━━━ EXERCISE DATA

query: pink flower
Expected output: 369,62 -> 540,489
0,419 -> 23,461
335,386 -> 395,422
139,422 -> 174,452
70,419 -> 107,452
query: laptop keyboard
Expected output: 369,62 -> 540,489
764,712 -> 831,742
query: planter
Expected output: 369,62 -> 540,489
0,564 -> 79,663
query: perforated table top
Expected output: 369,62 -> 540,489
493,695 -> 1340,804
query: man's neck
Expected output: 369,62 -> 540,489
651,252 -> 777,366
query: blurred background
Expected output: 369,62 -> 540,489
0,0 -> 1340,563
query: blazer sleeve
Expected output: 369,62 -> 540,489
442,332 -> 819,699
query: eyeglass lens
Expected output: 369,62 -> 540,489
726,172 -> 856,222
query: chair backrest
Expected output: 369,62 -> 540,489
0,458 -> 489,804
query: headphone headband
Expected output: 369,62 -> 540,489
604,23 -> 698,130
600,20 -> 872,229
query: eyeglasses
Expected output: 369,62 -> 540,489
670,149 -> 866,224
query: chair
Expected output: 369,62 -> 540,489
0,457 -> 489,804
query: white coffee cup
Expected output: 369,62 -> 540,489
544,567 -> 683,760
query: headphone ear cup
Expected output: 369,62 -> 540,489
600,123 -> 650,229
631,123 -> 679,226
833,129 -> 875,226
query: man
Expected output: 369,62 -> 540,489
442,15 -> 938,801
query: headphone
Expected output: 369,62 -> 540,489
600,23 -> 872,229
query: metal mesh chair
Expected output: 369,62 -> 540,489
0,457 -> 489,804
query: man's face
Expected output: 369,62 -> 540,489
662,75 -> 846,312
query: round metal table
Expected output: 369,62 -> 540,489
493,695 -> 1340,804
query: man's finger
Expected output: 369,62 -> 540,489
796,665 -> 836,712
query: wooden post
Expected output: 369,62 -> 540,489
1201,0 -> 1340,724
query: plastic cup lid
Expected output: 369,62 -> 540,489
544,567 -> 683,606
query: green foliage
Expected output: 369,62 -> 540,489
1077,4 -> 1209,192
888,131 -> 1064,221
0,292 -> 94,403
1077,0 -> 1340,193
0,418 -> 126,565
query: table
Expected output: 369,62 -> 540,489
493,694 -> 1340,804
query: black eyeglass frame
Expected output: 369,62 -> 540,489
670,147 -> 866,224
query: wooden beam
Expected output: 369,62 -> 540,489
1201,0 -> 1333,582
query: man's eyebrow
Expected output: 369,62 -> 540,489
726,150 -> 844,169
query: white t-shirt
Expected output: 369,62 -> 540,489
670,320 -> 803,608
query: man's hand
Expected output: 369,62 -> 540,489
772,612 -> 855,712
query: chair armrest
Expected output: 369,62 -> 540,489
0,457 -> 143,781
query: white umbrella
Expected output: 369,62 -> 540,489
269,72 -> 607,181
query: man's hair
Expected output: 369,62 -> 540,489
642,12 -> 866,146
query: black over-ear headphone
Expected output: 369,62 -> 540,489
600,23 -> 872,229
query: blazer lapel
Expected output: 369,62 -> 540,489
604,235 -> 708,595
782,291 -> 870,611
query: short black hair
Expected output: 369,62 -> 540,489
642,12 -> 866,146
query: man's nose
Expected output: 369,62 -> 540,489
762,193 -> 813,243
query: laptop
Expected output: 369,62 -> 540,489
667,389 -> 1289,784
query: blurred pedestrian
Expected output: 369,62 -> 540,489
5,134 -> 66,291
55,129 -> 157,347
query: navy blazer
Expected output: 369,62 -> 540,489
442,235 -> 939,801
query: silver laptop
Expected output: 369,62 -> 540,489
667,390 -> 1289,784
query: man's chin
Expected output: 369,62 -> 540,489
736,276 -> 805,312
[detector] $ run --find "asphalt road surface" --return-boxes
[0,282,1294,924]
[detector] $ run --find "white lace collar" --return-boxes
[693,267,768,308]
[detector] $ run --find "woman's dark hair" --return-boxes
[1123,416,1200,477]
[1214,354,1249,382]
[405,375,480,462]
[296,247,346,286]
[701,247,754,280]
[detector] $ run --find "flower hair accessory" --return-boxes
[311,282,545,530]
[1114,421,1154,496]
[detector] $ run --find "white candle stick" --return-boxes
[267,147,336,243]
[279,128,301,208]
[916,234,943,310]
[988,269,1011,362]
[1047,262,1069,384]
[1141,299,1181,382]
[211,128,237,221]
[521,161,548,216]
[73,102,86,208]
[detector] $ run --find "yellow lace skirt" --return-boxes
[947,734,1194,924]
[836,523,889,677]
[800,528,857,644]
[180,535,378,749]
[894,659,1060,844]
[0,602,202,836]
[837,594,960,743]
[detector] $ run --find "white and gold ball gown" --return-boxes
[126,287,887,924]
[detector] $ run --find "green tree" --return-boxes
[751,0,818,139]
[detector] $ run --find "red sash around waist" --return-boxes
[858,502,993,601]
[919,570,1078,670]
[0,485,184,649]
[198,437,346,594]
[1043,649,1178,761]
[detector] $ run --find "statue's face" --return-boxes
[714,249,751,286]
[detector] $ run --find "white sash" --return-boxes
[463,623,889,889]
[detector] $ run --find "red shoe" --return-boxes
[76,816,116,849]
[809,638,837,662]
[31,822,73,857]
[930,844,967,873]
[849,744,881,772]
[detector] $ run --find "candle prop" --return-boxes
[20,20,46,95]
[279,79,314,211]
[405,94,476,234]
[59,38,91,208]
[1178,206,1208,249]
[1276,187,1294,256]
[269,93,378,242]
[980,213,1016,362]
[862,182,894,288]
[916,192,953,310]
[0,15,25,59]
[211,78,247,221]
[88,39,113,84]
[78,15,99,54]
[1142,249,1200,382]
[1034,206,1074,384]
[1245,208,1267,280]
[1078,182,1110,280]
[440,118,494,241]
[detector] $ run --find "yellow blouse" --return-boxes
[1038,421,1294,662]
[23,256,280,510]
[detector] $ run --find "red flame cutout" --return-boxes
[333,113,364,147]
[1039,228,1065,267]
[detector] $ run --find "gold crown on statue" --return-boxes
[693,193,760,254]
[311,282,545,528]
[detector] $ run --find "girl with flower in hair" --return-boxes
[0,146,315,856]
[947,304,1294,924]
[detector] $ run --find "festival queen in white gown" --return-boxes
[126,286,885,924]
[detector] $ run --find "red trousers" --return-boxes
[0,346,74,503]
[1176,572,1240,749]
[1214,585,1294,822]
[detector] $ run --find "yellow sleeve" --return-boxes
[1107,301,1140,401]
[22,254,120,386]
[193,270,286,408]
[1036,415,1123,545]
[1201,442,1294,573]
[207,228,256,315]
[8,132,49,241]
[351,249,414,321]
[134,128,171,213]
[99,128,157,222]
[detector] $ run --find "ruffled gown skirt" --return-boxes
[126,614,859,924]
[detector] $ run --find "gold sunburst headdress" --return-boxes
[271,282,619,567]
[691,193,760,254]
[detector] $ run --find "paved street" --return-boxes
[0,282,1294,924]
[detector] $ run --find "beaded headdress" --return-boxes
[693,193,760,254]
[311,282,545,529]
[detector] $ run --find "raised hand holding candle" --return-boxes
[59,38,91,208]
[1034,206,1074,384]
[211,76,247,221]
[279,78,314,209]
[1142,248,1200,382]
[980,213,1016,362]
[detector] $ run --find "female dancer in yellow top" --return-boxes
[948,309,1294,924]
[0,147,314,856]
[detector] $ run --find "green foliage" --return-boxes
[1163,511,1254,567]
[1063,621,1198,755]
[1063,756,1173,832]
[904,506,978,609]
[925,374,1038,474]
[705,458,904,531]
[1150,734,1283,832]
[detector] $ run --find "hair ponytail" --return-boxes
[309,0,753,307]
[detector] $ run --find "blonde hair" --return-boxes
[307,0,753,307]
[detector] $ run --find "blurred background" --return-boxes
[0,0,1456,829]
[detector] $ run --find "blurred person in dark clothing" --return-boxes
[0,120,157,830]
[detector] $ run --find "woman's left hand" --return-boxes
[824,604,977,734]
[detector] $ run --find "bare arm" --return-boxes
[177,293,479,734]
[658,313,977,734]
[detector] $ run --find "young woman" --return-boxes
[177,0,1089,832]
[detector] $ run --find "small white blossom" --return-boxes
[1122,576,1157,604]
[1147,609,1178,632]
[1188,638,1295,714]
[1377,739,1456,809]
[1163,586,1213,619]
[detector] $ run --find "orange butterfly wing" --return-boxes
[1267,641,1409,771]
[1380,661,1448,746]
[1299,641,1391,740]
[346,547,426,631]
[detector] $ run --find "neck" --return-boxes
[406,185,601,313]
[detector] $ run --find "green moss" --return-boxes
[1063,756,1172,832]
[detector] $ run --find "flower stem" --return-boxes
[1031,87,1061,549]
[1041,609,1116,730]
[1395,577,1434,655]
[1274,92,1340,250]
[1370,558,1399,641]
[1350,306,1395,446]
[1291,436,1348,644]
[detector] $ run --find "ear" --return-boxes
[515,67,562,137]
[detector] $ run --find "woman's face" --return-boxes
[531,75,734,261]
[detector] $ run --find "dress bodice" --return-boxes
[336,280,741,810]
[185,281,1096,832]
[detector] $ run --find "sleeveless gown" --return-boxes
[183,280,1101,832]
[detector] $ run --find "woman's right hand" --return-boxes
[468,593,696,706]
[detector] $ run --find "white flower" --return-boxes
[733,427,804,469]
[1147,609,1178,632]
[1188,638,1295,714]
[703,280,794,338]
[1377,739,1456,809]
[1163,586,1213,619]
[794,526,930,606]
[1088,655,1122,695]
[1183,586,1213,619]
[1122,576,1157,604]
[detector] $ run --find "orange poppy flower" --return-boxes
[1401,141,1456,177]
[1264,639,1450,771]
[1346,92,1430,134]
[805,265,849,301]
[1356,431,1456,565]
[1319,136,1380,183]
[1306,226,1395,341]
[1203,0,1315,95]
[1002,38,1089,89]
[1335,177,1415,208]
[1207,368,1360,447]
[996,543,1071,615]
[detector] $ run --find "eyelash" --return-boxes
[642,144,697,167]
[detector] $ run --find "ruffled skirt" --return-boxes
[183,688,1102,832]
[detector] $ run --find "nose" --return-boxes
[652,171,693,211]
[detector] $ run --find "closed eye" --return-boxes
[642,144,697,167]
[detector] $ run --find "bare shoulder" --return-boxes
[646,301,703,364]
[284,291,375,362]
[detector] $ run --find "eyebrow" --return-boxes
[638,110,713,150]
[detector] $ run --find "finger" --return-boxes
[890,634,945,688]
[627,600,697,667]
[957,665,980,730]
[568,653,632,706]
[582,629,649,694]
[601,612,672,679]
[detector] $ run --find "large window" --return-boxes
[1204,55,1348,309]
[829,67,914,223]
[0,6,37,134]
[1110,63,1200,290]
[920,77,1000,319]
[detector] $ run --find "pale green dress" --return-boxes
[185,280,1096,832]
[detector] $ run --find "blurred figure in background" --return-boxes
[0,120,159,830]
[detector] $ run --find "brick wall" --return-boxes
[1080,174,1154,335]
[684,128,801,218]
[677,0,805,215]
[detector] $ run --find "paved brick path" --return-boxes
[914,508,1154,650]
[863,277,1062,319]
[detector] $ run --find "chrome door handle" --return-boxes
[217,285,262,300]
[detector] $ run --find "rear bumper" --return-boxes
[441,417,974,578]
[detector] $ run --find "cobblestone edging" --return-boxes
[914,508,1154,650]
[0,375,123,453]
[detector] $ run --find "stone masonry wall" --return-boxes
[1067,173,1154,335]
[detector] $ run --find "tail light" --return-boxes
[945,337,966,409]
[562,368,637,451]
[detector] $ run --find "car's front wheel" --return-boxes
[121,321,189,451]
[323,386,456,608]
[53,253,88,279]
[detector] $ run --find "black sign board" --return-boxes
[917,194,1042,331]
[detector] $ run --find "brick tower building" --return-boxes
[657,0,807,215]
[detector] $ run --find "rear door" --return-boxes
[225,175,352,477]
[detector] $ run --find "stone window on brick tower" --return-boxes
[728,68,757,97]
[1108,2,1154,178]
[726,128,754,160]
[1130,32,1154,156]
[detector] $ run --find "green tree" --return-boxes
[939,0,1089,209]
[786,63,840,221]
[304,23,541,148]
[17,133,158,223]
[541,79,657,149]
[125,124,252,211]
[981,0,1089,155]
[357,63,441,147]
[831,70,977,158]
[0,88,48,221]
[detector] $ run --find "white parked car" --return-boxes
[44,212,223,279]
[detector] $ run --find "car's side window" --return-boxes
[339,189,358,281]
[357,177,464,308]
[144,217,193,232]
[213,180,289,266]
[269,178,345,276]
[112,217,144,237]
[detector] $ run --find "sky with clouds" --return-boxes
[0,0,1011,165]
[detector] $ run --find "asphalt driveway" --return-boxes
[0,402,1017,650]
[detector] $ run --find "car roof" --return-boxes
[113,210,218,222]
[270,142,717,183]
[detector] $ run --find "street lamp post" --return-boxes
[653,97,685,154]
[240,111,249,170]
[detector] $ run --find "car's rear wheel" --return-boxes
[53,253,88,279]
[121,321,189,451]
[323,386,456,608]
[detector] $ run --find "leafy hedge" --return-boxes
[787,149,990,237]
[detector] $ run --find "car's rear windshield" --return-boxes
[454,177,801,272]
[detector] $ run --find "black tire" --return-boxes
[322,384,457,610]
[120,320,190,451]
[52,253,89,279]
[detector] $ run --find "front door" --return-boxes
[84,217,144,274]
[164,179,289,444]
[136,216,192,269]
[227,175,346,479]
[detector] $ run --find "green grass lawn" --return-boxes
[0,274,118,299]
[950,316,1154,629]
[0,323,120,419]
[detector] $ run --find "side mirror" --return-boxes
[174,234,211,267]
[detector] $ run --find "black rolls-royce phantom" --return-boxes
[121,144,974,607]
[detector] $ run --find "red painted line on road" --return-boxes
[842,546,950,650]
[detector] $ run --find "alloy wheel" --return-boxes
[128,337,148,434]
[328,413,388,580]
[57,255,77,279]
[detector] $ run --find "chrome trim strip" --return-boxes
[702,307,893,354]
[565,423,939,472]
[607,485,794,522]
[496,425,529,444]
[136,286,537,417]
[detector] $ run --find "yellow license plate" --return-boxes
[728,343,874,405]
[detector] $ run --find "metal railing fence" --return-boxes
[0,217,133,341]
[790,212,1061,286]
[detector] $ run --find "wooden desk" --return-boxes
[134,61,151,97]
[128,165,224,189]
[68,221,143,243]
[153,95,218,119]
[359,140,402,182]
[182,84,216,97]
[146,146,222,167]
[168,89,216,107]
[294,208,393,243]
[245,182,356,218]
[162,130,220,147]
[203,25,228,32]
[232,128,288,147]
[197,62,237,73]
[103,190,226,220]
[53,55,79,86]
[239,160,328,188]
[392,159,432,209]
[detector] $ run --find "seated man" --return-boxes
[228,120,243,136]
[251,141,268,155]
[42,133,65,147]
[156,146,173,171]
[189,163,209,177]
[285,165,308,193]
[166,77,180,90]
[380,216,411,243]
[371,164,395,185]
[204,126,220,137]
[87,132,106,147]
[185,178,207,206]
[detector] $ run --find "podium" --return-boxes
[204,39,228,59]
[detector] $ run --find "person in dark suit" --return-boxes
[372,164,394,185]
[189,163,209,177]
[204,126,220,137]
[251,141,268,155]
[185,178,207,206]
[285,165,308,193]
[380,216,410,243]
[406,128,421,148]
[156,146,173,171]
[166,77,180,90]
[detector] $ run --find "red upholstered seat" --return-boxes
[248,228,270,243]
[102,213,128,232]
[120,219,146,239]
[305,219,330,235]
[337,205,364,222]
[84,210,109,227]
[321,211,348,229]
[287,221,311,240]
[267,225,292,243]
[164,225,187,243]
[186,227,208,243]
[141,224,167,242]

━━━━━━

Copy out, unchanged, the stretch from the first line of the entries through the line containing "0,0 -> 1340,563", including both of those lines.

ANSWER FOR THIS EXERCISE:
query: pink flower
Expected output: 369,62 -> 540,489
0,419 -> 23,461
335,386 -> 395,422
139,422 -> 174,452
70,419 -> 107,452
query: laptop keyboard
Expected output: 369,62 -> 540,489
764,712 -> 831,742
query: planter
Expected output: 369,62 -> 540,489
0,564 -> 79,663
query: perforated table top
Expected output: 369,62 -> 540,489
493,695 -> 1340,804
query: man's neck
Expected output: 369,62 -> 540,489
651,252 -> 777,366
query: blurred background
Expected output: 369,62 -> 540,489
0,0 -> 1340,563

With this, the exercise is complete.